Transcribe the listing verbatim, please, with images dropped.

------

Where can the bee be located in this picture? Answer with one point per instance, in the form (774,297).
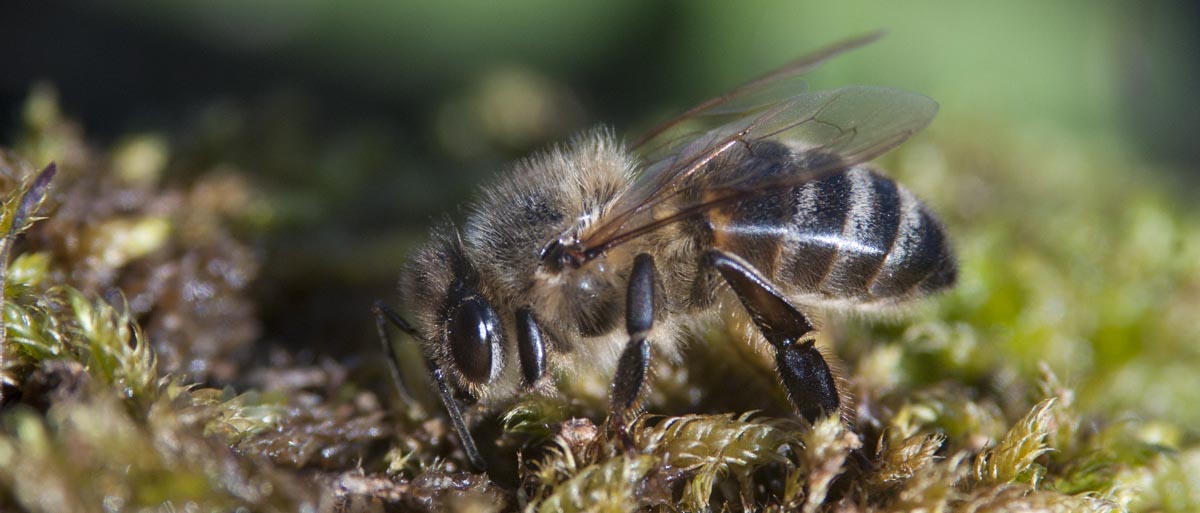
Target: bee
(595,254)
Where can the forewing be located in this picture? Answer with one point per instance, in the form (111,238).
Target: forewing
(827,131)
(748,97)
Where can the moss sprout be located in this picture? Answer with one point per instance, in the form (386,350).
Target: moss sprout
(135,375)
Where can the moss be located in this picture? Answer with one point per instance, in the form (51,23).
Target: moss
(129,323)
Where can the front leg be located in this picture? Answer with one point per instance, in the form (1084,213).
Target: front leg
(635,360)
(810,384)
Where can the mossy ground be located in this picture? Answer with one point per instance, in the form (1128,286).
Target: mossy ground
(1059,375)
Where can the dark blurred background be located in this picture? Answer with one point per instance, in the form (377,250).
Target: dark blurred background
(361,120)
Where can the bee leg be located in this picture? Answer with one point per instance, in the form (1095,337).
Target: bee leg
(810,385)
(531,348)
(383,315)
(635,360)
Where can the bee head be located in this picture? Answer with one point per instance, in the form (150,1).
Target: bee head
(459,324)
(472,333)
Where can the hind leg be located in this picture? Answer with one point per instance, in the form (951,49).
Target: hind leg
(807,376)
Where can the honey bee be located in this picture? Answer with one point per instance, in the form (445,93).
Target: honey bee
(595,254)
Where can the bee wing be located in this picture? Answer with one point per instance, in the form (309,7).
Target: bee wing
(749,97)
(827,131)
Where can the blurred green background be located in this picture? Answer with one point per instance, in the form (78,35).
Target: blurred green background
(1062,157)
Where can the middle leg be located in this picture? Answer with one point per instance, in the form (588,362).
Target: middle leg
(810,384)
(635,358)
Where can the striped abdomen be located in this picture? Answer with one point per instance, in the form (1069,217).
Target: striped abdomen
(856,235)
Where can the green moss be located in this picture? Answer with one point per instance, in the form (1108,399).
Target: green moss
(124,391)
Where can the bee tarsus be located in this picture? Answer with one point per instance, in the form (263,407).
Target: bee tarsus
(384,315)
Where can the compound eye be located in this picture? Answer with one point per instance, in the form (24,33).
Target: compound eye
(474,333)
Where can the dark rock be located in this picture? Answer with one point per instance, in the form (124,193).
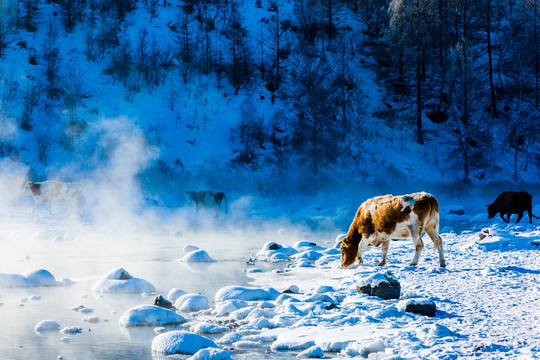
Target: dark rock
(383,285)
(426,309)
(162,302)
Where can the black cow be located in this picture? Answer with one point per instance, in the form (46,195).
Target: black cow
(509,203)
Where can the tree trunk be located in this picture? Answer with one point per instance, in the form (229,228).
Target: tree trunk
(493,105)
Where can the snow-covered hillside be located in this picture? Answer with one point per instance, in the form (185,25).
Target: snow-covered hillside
(156,81)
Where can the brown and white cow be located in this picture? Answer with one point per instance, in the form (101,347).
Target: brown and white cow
(382,218)
(208,199)
(509,203)
(48,192)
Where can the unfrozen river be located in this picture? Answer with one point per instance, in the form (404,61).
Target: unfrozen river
(84,252)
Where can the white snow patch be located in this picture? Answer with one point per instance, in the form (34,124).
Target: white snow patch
(180,342)
(211,354)
(197,256)
(191,302)
(174,294)
(120,281)
(246,293)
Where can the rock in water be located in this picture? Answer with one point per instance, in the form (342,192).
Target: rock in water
(162,302)
(383,285)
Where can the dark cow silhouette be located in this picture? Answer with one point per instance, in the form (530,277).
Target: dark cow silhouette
(509,203)
(207,199)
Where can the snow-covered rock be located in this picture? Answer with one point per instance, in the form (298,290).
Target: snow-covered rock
(46,325)
(228,306)
(208,328)
(313,352)
(189,248)
(39,277)
(180,342)
(271,248)
(306,245)
(174,294)
(150,315)
(191,302)
(309,255)
(246,293)
(211,354)
(197,256)
(120,281)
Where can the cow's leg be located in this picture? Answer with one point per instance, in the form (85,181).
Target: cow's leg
(384,247)
(361,248)
(529,212)
(416,235)
(437,243)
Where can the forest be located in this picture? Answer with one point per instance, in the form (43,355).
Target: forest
(318,89)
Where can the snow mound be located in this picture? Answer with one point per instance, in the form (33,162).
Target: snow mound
(306,245)
(197,256)
(211,354)
(175,293)
(312,352)
(180,342)
(246,293)
(359,349)
(120,281)
(309,255)
(39,277)
(191,302)
(208,328)
(228,306)
(271,248)
(189,248)
(150,315)
(46,325)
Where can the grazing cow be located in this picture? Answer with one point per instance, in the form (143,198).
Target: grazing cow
(54,191)
(207,199)
(380,219)
(509,203)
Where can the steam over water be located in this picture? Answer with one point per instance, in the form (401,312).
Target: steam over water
(83,251)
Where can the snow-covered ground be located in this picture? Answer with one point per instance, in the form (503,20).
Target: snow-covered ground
(487,298)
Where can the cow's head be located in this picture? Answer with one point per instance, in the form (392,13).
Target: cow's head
(349,251)
(491,211)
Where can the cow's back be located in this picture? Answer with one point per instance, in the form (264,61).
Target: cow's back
(514,201)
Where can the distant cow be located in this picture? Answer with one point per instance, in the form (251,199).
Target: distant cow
(48,192)
(380,219)
(509,203)
(208,199)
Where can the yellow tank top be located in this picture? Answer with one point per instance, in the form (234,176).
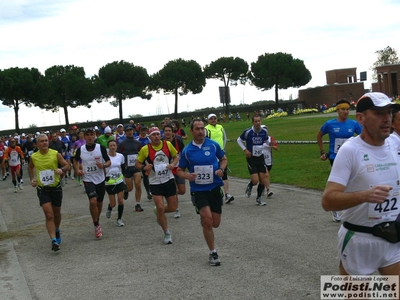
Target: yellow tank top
(45,164)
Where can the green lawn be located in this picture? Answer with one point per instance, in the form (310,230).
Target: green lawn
(293,164)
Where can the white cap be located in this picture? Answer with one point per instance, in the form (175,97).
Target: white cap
(374,100)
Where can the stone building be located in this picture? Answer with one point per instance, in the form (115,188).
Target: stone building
(340,83)
(388,80)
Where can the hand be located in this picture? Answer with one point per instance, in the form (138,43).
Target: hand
(219,172)
(378,193)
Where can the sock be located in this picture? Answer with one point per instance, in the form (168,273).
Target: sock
(120,211)
(260,189)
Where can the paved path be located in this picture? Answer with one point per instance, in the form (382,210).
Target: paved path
(277,251)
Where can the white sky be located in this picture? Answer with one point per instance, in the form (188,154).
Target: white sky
(93,33)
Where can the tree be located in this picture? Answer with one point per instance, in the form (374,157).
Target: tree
(230,71)
(280,70)
(179,76)
(387,56)
(19,86)
(123,80)
(65,86)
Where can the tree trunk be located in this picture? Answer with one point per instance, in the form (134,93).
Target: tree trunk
(276,97)
(226,100)
(16,109)
(176,105)
(66,116)
(121,119)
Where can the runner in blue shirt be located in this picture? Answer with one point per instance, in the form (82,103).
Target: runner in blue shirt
(255,137)
(339,130)
(206,163)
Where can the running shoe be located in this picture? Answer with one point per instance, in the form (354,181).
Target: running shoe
(336,216)
(229,198)
(167,238)
(54,246)
(260,202)
(97,231)
(58,237)
(138,207)
(214,259)
(248,190)
(177,214)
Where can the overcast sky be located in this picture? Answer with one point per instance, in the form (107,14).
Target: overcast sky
(90,34)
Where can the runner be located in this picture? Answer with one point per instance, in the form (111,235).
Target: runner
(129,148)
(255,137)
(206,162)
(13,155)
(94,160)
(46,162)
(159,158)
(115,185)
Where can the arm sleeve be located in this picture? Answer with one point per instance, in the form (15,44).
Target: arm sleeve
(104,153)
(240,143)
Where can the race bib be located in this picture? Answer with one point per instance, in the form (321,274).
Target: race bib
(338,144)
(131,159)
(47,177)
(204,174)
(389,209)
(14,157)
(90,167)
(162,173)
(267,158)
(257,150)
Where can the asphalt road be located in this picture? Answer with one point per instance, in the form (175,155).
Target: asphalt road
(278,251)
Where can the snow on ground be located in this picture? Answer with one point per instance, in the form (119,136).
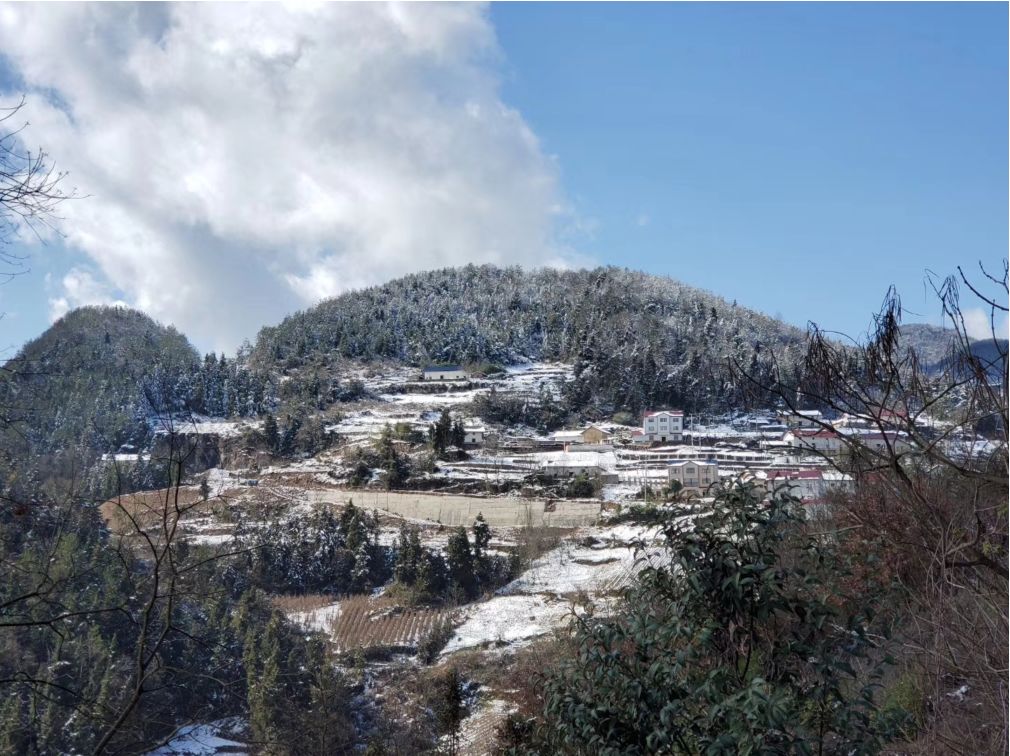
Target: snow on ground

------

Answer space:
Where can the bee be located in this picture? Answer with one point per instance, in the form (774,297).
Target: bee
(595,254)
Where can the forewing be located in this picture? Answer with one point per instance, in the form (111,238).
Target: forewing
(827,131)
(748,97)
Where can the moss sprout be located in this picture? Answer with one point per instance, in the form (386,350).
Target: moss sprout
(135,375)
Where can the moss be located in this picture? Answer with one point per instance, in the form (51,23).
Target: moss
(129,323)
Where can the front leg be located in this picture? Answer with one point per instance, in the form (1084,213).
Target: front leg
(635,360)
(810,384)
Where can the mossy ground be located in this picture? Answer with one point per instance, in the form (1128,286).
Target: mossy ground
(1059,375)
Where can the dark blurred background be located in this picture? Answer with one point per instance, in the form (377,250).
Target: dark blurred background
(361,120)
Where can the bee leg be located in this picture? Answer with one point per instance, in the form (1095,337).
Target: bee leg
(810,385)
(531,348)
(383,315)
(635,360)
Where can the bee head be located in this picture? Answer with one point per instance, in the form (150,1).
Target: bee head
(459,324)
(472,333)
Where can the hind leg be located in this picture? Answer with one point per instance, in the form (951,49).
Target: hind leg
(807,376)
Where can the honey bee be located in this picture? Answer with one point per instance, in the form (445,93).
Target: honey bee
(595,254)
Where can the bee wing be located in this picture? Answer with one point per instance, in the form (309,7).
Target: bee wing
(749,97)
(827,131)
Where can the blurred green background be located in this picture? Answer with one point per instance, in the form (78,35).
Target: blurred green background
(1062,157)
Where can the middle leg be located in this picture? Answer with one point per instance, in the form (588,362).
Target: middle leg
(810,384)
(635,358)
Where can the striped abdomen be located in this picture? Answer with one point per instance, in the form (1069,217).
Target: striped abdomen
(856,235)
Where can the green moss be located in this picture? Answer with one point per instance, in the form (1108,399).
Target: green moss
(124,391)
Where can the bee tarsus be located in this picture? Answer with one point per instance, in the form (263,407).
Target: bee tarsus
(384,315)
Where can the compound eye be located in this picture? Answer with one point per instance, in the form (24,33).
Target: compound eye
(474,333)
Where can the dark rock be located in this picture? Answer with one point per instance, in the form (124,193).
Target: dark rock
(383,285)
(426,309)
(162,302)
Where can the black cow be located in this picture? Answer with one point per instance, in the form (46,195).
Target: black cow
(509,203)
Where can the tree trunk be located in this picture? Answer with one point per instance, in the form (229,228).
Target: tree trunk
(493,105)
Where can the snow-covered hillside be located in this picture? Answer with one point per instance, in the form (185,25).
Target: snow-covered hillside
(156,81)
Where can the brown and white cow be located in this picture? Answer with one point per instance, in the form (101,347).
Target: brown and white cow
(382,218)
(208,199)
(509,203)
(48,192)
Where can the unfrozen river be located in this picture? Answer with one point per instance, in the form (404,61).
Target: unfrozen river
(84,252)
Where can the white snow patch be located in this picture? Answer with one point per instance, in the form (34,124).
Target: white snow patch
(180,342)
(211,354)
(197,256)
(191,302)
(174,294)
(120,281)
(246,293)
Where can the rock in water be located in this picture? Answer with one point per instance, in the form (342,192).
Target: rock in water
(162,302)
(383,285)
Where can the dark cow silhouette be located in this picture? Answer with one point per instance, in the form (530,277).
Target: dark cow silhouette
(509,203)
(207,199)
Where can the snow-covered rock be located in this picture? Answer with one point per instance, in the form (298,290).
Target: snow-covered rock
(46,325)
(228,306)
(208,328)
(313,352)
(189,248)
(39,277)
(180,342)
(271,248)
(306,245)
(174,294)
(150,315)
(191,302)
(309,255)
(246,293)
(211,354)
(197,256)
(120,281)
Where can the cow's leg be located in this picture? Answer with one point per instance, in the form (85,181).
Target: cow's leg
(384,247)
(361,248)
(529,212)
(416,235)
(437,243)
Where can the forest be located in this picture? Answer with one point per instance, in the form (43,355).
Target: forest
(318,89)
Where can the snow mound be located in this picture? Answer with one point per instance, in the form (33,162).
Target: snow mound
(306,245)
(197,256)
(211,354)
(175,293)
(312,352)
(180,342)
(246,293)
(359,349)
(120,281)
(309,255)
(39,277)
(191,302)
(208,328)
(228,306)
(271,248)
(189,248)
(150,315)
(46,325)
Where can the grazing cow be located in this picture? Answer with one point per instance, in the form (143,198).
Target: grazing cow
(54,191)
(207,199)
(380,219)
(509,203)
Where can the steam over water be located in this picture? Answer with one point per instance, in the form (401,312).
Target: steam over water
(83,251)
Where can the snow-covered ground be located in this picture? Answer with one point per instance, in the form (503,20).
Target: snow-covered ground
(487,298)
Where can the cow's head be located in this picture? Answer with one point per instance, in the form (392,13).
Target: cow's head
(349,251)
(491,211)
Where can the cow's back be located in this picture? Answer with one point per instance, in the form (264,61).
Target: cow's back
(514,201)
Where can the distant cow be located in this picture? Answer with one point per instance, in the form (251,199).
Target: distant cow
(48,192)
(380,219)
(509,203)
(208,199)
Where can the yellow tank top be located in this picture? Answer with one point per instance, in the form (234,176).
Target: yellow tank top
(45,164)
Where can the green lawn be located in this picture? Answer with one point per instance, in the form (310,230).
Target: green lawn
(293,164)
Where can the white cap be located in this picture? Answer with one point per instance, in the form (175,97).
Target: white cap
(374,100)
Where can the stone building be located in this picture? Answer with one point per instance, in the form (115,188).
Target: stone building
(340,83)
(388,80)
Where can the hand be located in this picture? Answer with one point per instance, in the form (138,43).
Target: hand
(219,172)
(378,193)
Where can the sock be located in this picture? Answer with one point per instance, in the form (168,273).
Target: sock
(120,211)
(260,189)
Where can the paved path be located in this picture? Answer with one point per instance, in the form (382,210).
Target: paved path
(277,251)
Where can the white sky be located in this picture? Answer with one point per instance, in the form (188,154).
Target: white sky
(93,33)
Where can the tree be located in this picture? Answer with one point per instance, in the form (374,157).
Target: tree
(230,71)
(280,70)
(179,76)
(387,56)
(19,86)
(123,80)
(65,86)
Where can the tree trunk be located in this picture? Answer with one point per instance, in the form (134,93).
Target: tree trunk
(276,97)
(226,100)
(16,109)
(176,105)
(66,116)
(121,119)
Where can the runner in blue shirt be located in this picture? Answer with one point per instance, in the form (82,103).
Target: runner in blue shirt
(255,137)
(339,130)
(206,163)
Where can the running shoe be located in this picture? Answer with one point per instance, in the form (354,181).
Target: running shoe
(336,216)
(229,198)
(167,238)
(54,246)
(260,202)
(97,231)
(58,237)
(138,207)
(214,259)
(248,190)
(177,214)
Where can the overcast sky be located in this picture? Answer with one point per instance, in the form (107,14).
Target: overcast sky
(90,34)
Where can the runner be located in this picture? Answer with one point per instance, in the form (111,235).
Target: runner
(129,148)
(255,137)
(206,162)
(13,155)
(94,160)
(46,162)
(159,158)
(115,185)
Where can the arm sleeve be located in this picture? Answer with one point per instance, in the form (15,44).
Target: arm sleeve
(104,153)
(240,143)
Where can the race bib be located in this picture? Answer with one point per instance, in the form (321,274).
Target: race bib
(338,144)
(131,159)
(47,177)
(204,174)
(389,209)
(14,157)
(90,167)
(162,173)
(267,158)
(257,150)
Where can the asphalt road be located in this picture? Answer with one point per instance, in the form (175,155).
Target: asphalt road
(278,251)
Where can the snow on ground be located in this picture? Answer with one point per instance, in the form (119,136).
Target: snow on ground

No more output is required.